● Referring expression data:
__________________________________________________

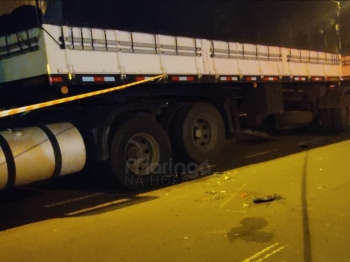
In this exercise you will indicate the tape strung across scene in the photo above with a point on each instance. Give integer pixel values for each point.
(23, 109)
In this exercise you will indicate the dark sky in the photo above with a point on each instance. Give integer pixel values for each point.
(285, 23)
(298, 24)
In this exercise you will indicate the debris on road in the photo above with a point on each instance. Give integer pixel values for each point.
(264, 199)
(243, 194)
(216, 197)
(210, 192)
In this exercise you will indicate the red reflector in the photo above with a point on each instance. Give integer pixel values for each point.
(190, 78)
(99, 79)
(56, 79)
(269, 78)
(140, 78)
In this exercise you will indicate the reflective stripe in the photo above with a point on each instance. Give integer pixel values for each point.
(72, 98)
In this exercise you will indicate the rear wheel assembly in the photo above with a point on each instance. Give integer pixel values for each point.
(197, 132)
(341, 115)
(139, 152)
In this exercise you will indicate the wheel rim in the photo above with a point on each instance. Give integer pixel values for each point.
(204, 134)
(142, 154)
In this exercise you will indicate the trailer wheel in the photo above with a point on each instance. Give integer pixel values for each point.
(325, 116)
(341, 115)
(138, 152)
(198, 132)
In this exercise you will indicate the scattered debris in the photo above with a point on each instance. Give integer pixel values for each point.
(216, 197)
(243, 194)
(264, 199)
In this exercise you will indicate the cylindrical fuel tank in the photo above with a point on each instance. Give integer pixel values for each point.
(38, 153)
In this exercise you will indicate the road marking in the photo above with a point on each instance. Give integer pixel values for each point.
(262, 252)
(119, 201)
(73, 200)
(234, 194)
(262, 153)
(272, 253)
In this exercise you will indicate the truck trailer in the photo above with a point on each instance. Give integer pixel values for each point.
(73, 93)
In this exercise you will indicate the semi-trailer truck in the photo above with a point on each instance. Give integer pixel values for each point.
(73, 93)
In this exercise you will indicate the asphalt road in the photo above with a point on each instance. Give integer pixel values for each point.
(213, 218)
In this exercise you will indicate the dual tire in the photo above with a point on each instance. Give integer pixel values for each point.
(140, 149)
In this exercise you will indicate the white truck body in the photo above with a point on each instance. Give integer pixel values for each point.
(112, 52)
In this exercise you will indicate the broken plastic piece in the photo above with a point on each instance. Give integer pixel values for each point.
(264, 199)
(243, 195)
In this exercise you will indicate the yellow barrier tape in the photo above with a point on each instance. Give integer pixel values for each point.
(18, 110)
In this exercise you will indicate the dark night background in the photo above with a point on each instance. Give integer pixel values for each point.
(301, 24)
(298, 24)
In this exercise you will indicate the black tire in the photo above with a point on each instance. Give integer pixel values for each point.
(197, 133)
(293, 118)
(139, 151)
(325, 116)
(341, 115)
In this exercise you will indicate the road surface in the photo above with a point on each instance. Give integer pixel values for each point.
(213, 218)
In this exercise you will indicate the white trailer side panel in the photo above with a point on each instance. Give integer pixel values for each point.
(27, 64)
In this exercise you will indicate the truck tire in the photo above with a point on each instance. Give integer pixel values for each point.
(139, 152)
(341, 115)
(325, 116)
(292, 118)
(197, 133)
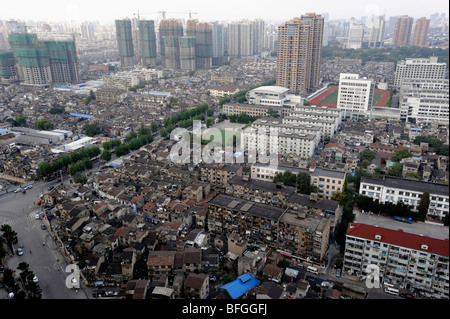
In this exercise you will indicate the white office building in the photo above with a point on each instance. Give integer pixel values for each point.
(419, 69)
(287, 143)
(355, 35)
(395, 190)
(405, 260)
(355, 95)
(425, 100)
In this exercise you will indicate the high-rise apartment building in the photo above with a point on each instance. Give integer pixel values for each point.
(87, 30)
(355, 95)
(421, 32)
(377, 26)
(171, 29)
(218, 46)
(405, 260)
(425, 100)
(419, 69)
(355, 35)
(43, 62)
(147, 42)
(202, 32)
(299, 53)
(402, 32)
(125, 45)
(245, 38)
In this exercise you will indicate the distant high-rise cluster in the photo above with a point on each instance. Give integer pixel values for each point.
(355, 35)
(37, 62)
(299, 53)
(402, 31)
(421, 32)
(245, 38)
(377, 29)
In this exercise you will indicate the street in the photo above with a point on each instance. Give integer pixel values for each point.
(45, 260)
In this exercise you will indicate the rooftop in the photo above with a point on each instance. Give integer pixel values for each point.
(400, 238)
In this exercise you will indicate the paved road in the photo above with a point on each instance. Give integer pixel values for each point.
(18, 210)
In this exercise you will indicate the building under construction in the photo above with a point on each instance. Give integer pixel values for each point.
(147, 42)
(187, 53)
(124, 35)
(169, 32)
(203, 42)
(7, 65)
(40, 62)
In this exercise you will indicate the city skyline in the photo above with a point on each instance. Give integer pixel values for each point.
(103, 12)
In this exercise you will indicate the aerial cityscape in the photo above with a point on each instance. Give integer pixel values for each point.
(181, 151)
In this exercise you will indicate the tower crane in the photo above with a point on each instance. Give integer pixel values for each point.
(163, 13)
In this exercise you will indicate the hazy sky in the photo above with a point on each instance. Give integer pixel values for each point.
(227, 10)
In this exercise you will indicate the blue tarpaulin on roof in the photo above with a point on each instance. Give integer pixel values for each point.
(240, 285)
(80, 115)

__________________________________________________

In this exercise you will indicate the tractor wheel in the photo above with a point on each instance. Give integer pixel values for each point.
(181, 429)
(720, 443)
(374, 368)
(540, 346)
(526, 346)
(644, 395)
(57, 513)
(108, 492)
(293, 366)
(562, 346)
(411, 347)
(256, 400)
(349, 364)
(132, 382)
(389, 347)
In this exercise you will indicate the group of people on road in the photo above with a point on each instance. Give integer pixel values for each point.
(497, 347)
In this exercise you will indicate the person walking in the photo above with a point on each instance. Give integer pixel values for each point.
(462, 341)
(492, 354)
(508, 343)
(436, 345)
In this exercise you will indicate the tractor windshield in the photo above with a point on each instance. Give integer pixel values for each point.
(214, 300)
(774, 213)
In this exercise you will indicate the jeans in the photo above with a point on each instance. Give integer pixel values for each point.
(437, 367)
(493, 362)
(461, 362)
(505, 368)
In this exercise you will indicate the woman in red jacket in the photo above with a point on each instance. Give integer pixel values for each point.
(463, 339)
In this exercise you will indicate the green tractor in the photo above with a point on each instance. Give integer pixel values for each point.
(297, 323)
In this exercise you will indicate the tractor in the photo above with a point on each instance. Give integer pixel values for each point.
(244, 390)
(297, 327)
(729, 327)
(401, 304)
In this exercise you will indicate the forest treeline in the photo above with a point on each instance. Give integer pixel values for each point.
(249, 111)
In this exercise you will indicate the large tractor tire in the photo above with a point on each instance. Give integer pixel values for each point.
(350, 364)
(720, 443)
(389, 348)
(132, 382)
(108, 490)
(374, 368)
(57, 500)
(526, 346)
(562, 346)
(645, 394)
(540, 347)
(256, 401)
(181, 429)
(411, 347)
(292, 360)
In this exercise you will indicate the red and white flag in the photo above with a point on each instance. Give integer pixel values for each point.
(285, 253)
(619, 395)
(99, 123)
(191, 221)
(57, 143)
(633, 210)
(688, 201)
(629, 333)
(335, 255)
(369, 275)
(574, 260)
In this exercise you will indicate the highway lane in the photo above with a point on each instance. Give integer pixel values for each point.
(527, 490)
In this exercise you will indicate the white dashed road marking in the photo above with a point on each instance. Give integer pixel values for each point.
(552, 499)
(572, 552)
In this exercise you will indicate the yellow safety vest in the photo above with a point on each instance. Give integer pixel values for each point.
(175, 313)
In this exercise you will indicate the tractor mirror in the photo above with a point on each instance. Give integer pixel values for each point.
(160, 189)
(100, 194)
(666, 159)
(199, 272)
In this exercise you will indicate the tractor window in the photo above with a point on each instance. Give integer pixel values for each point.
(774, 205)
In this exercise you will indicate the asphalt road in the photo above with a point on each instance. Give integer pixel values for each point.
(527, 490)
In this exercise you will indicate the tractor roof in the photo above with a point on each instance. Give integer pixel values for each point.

__________________________________________________

Your answer should be the lines above from the one containing "In this exercise you will indicate the yellow safety" through the one containing "In this exercise you will indicate the tractor roof", copied exactly and with both ends kept.

● Solution:
In this exercise you will indicate the yellow safety vest in the photo above with a point on each instance. Give integer pixel values for each point.
(175, 313)
In this exercise you will indicate the tractor mirror in the photo above with a point on each instance. Give integer pixel values for each point.
(160, 189)
(100, 194)
(666, 159)
(199, 272)
In this exercise you will indicate the tractor window in the photo above with a point on each instance. Give integer pixel values for each point.
(774, 205)
In this exercise you will indicate the asphalt road in the photo above with a point on each instance. Give integer pixel values for each point.
(527, 490)
In this exercise you will indicate the tractor roof in the photo above with a point on each instance. Give integer pixel values for each point.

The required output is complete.